YOUR INSTRUCTIONS => Can you rewrite only the stretch of the data that opens with its first line and closes with the line containing "output: one JSON" as a numbered list, leaving out any blank lines?
------------------------------------
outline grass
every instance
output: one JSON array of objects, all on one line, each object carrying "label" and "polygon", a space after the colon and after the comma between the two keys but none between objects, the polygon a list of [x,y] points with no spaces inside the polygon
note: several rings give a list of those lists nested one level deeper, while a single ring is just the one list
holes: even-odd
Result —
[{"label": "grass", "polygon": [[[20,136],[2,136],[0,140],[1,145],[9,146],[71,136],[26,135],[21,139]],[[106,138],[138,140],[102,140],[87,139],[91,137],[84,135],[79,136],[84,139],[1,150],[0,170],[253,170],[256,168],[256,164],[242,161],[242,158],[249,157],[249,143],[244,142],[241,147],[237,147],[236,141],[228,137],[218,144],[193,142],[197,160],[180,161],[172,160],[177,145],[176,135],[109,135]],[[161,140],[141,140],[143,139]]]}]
------------------------------------
OUTPUT OF THE EXERCISE =>
1. outline grass
2. every instance
3. output: one JSON array of objects, all on one line, each object carrying "label" and "polygon", a space after the colon and after the comma between the two keys but none between objects, the polygon a list of [x,y] points with no spaces inside the polygon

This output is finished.